I think Blurred Lines opened me up. I didn’t get it at first. Because there were older white women who, when that song came on, they would behave in some of the most surprising ways ever. And I would be like, wow. They would have me blushing. So when there started to be an issue with it, lyrically, I was, like, What are you talking about? There are women who really like the song and connect to the energy that just gets you up. And I know you want it—women sing those kinds of lyrics all the time. So it’s like, What’s rapey about that?


In short, it wasn’t the rapey lyrics (“But you’re an animal / Just let me liberate you / And that’s why I’m gon’ take a good girl / I know you want it”) that changed his mind. Neither was it the graphic music video, which was released in two editions — the first starring three scantily clad models cavorting by the fully clothed men singing the song, who treat them not as people, but as pleasing props. The second, which you can’t watch on YouTube without clicking through a sensitive content warning, is the same thing, except all of the women are topless.

**DATA SEGMENT:**
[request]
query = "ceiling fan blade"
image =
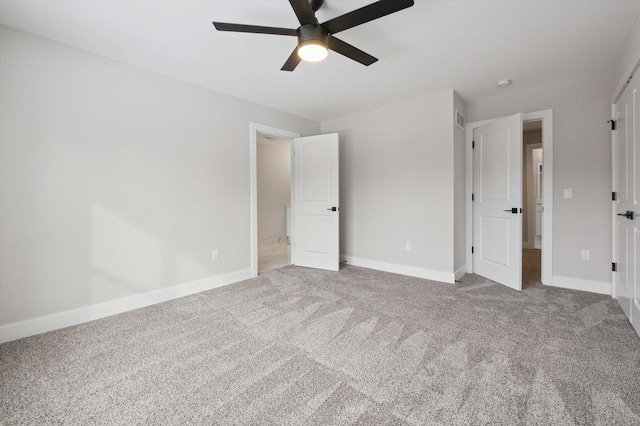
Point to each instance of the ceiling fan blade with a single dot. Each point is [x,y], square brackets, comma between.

**TASK PROMPT:**
Reproduce the part of the Blurred Lines passage above starting with "In short, it" and going on through "women are topless.".

**SOLUTION FOR THIS EXERCISE:**
In short, it wasn’t the rapey lyrics (“But you’re an animal / Just let me liberate you / And that’s why I’m gon’ take a good girl / I know you want it”) that changed his mind. Neither was it the graphic music video, which was released in two editions — the first starring three scantily clad models cavorting by the fully clothed men singing the song, who treat them not as people, but as pleasing props. The second, which you can’t watch on YouTube without clicking through a sensitive content warning, is the same thing, except all of the women are topless.